In every entry below, replace "instance" with "occurrence" and keep all other text unchanged. Reproduce the entries without the pictures.

— start RECORDS FOR PROCESSING —

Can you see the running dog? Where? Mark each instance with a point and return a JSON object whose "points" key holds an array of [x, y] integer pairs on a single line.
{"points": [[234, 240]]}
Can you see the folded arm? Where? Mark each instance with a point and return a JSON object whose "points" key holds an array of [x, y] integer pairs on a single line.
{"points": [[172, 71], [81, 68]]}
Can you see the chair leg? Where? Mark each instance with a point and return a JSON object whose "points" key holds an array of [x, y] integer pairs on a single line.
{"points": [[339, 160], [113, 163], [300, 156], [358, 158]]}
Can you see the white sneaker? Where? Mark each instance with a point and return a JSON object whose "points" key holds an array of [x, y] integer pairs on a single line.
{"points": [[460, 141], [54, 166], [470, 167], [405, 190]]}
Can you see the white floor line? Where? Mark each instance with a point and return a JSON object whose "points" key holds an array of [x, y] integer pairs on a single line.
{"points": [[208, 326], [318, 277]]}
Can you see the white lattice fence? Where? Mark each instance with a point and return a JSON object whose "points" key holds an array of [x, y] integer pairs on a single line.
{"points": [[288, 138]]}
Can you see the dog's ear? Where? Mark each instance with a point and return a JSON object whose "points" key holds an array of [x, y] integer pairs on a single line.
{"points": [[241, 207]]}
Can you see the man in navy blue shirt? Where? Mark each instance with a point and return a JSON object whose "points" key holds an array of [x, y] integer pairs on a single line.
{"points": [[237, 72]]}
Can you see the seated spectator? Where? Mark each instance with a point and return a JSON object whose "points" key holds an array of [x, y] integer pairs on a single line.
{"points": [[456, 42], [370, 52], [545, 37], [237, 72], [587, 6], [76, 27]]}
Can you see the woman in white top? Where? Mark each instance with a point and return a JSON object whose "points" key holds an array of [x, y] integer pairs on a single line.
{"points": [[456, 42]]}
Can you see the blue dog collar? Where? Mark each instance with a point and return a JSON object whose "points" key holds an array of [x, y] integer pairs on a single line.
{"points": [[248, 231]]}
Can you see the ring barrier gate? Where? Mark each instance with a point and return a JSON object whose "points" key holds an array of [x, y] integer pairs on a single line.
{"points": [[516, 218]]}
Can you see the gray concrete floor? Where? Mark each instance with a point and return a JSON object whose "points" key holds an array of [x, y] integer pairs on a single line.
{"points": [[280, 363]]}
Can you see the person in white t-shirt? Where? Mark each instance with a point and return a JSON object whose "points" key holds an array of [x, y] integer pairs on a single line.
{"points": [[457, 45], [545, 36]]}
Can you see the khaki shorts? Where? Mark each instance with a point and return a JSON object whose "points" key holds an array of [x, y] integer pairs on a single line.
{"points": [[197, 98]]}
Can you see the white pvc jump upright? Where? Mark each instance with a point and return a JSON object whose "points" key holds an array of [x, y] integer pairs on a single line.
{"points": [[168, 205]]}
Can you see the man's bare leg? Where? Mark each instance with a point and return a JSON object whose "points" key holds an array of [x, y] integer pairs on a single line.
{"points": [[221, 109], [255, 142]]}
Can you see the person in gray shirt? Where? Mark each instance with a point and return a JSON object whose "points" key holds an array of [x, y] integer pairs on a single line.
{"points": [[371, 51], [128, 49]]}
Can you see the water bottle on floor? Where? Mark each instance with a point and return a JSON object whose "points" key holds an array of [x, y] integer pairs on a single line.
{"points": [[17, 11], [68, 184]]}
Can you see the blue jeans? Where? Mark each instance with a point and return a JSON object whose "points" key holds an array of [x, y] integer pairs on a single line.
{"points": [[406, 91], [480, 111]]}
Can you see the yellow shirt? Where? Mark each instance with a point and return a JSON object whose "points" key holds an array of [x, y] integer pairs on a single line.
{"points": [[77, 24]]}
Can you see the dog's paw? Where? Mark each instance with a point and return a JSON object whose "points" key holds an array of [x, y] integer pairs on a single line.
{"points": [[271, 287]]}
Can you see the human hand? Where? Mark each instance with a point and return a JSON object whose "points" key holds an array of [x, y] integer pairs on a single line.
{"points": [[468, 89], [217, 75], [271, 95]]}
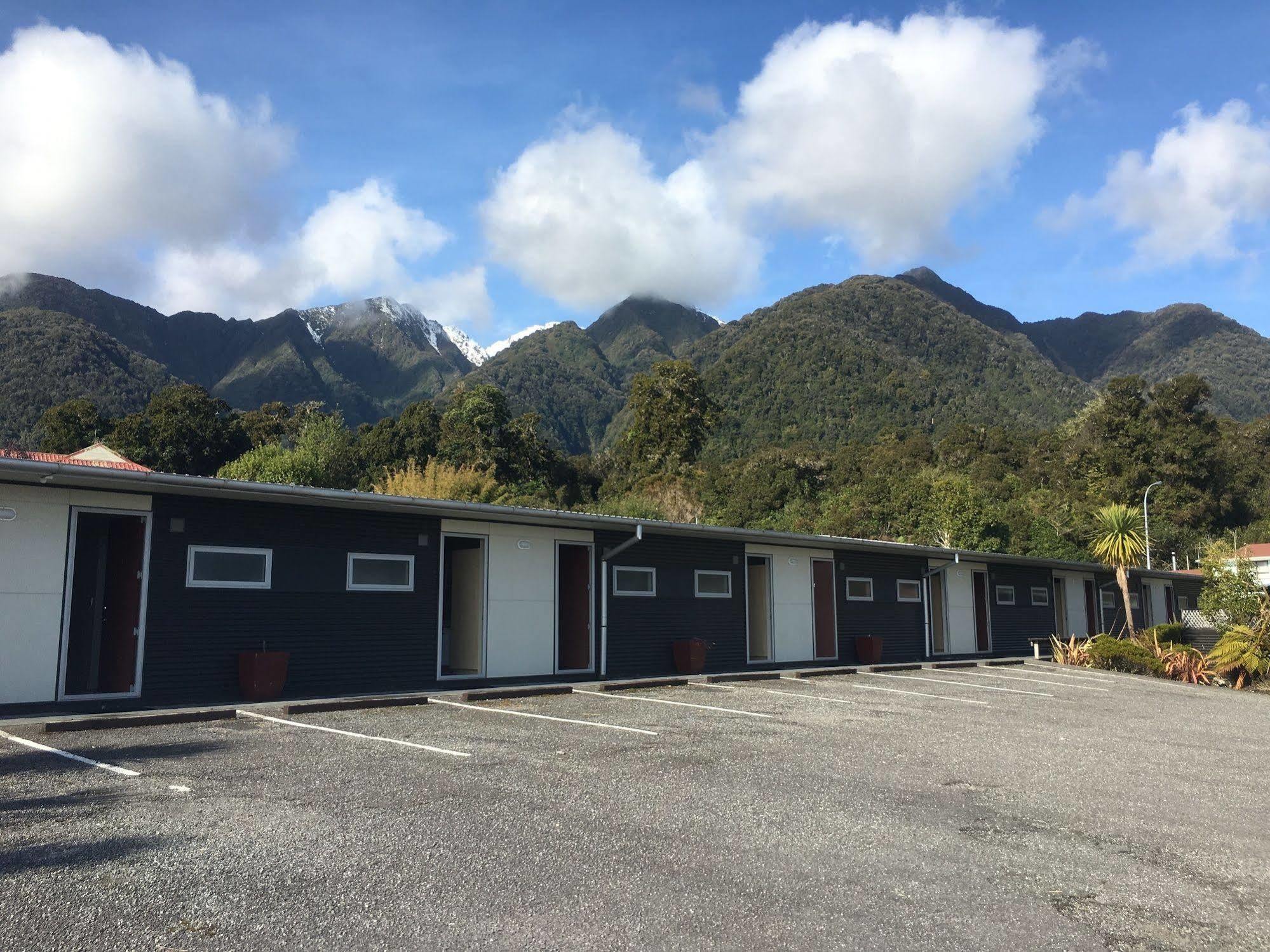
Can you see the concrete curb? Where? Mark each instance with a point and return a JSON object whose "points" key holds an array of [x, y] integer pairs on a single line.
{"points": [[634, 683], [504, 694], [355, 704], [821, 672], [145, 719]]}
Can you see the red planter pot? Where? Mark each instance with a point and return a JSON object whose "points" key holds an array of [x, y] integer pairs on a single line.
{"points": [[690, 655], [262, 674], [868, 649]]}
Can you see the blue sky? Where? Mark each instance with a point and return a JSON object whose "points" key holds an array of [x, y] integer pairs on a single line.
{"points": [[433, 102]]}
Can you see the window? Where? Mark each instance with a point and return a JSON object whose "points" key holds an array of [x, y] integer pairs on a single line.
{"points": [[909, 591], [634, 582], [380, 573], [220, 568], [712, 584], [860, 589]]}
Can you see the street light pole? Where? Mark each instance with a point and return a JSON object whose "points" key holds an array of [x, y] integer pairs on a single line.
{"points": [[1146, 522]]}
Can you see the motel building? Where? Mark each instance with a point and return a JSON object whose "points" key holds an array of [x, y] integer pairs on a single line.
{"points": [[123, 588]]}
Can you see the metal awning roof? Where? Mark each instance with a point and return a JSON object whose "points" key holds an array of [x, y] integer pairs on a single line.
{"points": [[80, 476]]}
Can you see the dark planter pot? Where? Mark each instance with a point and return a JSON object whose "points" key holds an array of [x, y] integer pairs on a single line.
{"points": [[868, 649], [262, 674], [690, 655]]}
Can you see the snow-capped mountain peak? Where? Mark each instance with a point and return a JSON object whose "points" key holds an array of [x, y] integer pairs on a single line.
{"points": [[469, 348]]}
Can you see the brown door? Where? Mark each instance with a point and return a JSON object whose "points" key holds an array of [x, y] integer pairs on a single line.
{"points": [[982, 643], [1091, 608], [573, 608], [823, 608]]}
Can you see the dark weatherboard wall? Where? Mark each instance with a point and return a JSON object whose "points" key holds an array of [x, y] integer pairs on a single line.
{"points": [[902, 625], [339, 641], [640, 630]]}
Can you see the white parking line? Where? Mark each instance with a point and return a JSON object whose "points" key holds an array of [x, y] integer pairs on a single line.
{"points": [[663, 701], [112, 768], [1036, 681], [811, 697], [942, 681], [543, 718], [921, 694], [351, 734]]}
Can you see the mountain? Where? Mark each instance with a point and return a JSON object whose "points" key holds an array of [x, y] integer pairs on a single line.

— end RECORDS FOR PROCESSING —

* _SOLUTION TO THIS PROBLEM_
Can you see the running dog? Where? Mark each occurrence with a point and return a JSON object whose "points" key holds an array of [x, y] integer pairs on a single line.
{"points": [[234, 240]]}
Can you see the folded arm? Where? Mark each occurrence with a point and return a JSON object whose "points" key holds an array of [x, y] integer pairs on a single line.
{"points": [[172, 71], [81, 68]]}
Can you see the chair leg? Where? Mark each occurrence with a point and return a JSON object whose "points" key holds an array of [x, y] integer pairs on a single line.
{"points": [[339, 160], [113, 163], [300, 156], [358, 158]]}
Can you see the white sneaker? Where? Mark each occurrence with a point and return a JSON object whose "points" key holds an array of [x, y] integer pairs on a single line.
{"points": [[460, 141], [54, 166], [470, 167], [405, 190]]}
Can you see the white floor line? Where? Mark each occurrence with a point and return a JSON object whose "points" key holds an array of [x, y] integer pairs on a single line.
{"points": [[208, 326], [318, 277]]}
Can you see the white lattice fence? Where? Mark each occurrence with a point and return a JSON object whose "points" key holds an array of [x, y] integer pairs on a single line.
{"points": [[288, 138]]}
Can you see the dog's ear? Where? Mark each occurrence with a point and return a JSON object whose "points" key holds an array of [x, y] integer pairs on a single line.
{"points": [[241, 207]]}
Can you see the man in navy blue shirt? Where? Mark each occurrence with a point and return a JSON object whose "points" key holds an array of [x, y] integer pairs on a single line.
{"points": [[237, 72]]}
Can you see the seated spectator? Where? Mark each occurrence with a point and return a JSON object whose "points" key holds an array of [x, y] integer pairs on a single line.
{"points": [[456, 42], [370, 52], [545, 37], [237, 72], [587, 6], [76, 27]]}
Can you see the woman in white top? Where? Mark each occurrence with a point and return a JSON object whose "points" key holds an array of [x, y] integer pairs on a single line.
{"points": [[456, 42]]}
Can you see the blue dog collar? Where? Mark each occurrence with a point and return a JSON object whose "points" key holds an array of [x, y] integer pairs on a single line.
{"points": [[248, 231]]}
Can you see the ring barrier gate? Where? Mark each occurrence with a point and return a JSON object whose "points" key holds an array of [x, y] integer pairs on a single line.
{"points": [[516, 218]]}
Can you see the gray concrete floor? Where? Mark each occurrence with a point and return a JSON object whose "points" key holds an array of [x, y] integer pairs on a single line.
{"points": [[280, 363]]}
Can you see the person in white t-shirt? Where? Mark each occurrence with a point and return a JSON object whose "points" key holds an array of [x, y] integer pairs on a single line.
{"points": [[457, 45], [545, 36]]}
Can you see the khaki shorts? Where? Mark each occurrence with a point and return a JSON object whose "points" key holds an array of [x, y] integer pairs on a single line.
{"points": [[197, 98]]}
Can you see the white pvc jump upright? Where? Mark each occurrence with a point and return a JSON object whose "points" key holds an array of [x, y] integer pairs on a single line.
{"points": [[168, 205]]}
Can you see the man's bare leg? Where? Mark each occurrence with a point and return a JSON object whose "points" key holds an array of [x, y] integer pairs on a single line.
{"points": [[221, 109], [255, 142]]}
Can you see the person in gray shirt? Where? Mark each occurrence with a point and return a JSON object whose "points" key holds an array of [x, y] integer pairs on a single line.
{"points": [[371, 51], [128, 49]]}
Can you see the water bottle on floor? Where? Mark each occurrence with a point and return a JSON object whose "points" key holds an array of [x, y] integer pairs on a single line.
{"points": [[17, 11], [68, 184]]}
Can you see the blue jeans? Where? Mark each occurrence with a point and return a JSON object whose "points" key holds an array of [x, y] integer pairs on a single line.
{"points": [[406, 91], [480, 111]]}
Can you see the yellow shirt? Where? Mark each occurrence with a point and return a JSON object whose "points" key holds an array of [x, y] integer pairs on a single line.
{"points": [[77, 24]]}
Can you see the dog's paw? Where? Mark each occurrence with a point and return a JSON object whose "points" key holds an array of [x, y] integer pairs on a single line.
{"points": [[271, 287]]}
Can you see the human hand? Where? Mark each occurrence with a point and return a JSON object whose "points" key holds an array of [x, y] integer pairs on a single line.
{"points": [[468, 89], [217, 75], [271, 95]]}
Can you see the concrete curb? Where? Mark each occurrence with a point and return a JSON object whose "points" key holds an array of [x, y] integer pairs on a single line.
{"points": [[634, 683], [504, 694], [355, 704], [821, 672], [145, 719]]}
Can you see the red planter pot? Where? Mark each occurrence with a point and return a JSON object whose "points" key holds an array of [x, y] integer pairs on a single line.
{"points": [[690, 655], [262, 674], [868, 649]]}
Can you see the blue sky? Where? Mark each occurrence with a point and return a JSON object whose "points" key holds an array of [x, y] integer pairs on a single line.
{"points": [[433, 102]]}
Can you see the window? Where? Mark each occurrence with a point and return a JSON object whose "points" key holds an array of [x, y] integer pairs on a single line.
{"points": [[909, 591], [634, 582], [380, 573], [220, 568], [712, 584], [860, 589]]}
Can you see the street light pole? Where? Mark each occurrence with a point and return a JSON object whose "points" key holds an array of [x, y] integer pairs on a single line.
{"points": [[1146, 522]]}
Can you see the motel building? Where? Mark each occurrence with a point and return a JSON object whose "points" key holds an array of [x, y] integer pairs on a single line.
{"points": [[123, 588]]}
Can you see the metal awning roof? Where? Mark each occurrence with a point and return a JSON object whose "points" key holds an array of [x, y] integer pairs on a single line.
{"points": [[80, 476]]}
Can you see the dark planter pot? Where? Mark each occurrence with a point and return a JSON object whose "points" key holds an array of [x, y] integer pairs on a single line.
{"points": [[868, 649], [262, 674], [690, 655]]}
Can you see the snow-capped mountain peak? Where? Mark each occurrence with a point and return a JSON object whose "points" key holds an array of [x, y] integer pairs on a single line.
{"points": [[469, 348]]}
Can you see the brown door? Where? Mark each occurrence with a point and return a JSON object whose "points" key holds an array of [x, y] integer pairs on a single line.
{"points": [[982, 643], [1091, 608], [573, 608], [823, 608]]}
Can you see the dark weatherboard wall? Where? Mark each occurrence with a point and return a JSON object whose "points" key holds an array of [x, y] integer pairs on a single line.
{"points": [[902, 625], [339, 641], [640, 630]]}
Can you see the white parking line? Where? Mark each occurrence with a point and return a JSON object whose "points" key holds an array of [x, y] integer pairs on a single line.
{"points": [[663, 701], [112, 768], [1036, 681], [811, 697], [942, 681], [543, 718], [921, 694], [351, 734]]}
Can you see the mountain? Where? Mark each occurrence with a point and return a JSON object whose "points" key holds an array of [x, y] integer pairs on a single line.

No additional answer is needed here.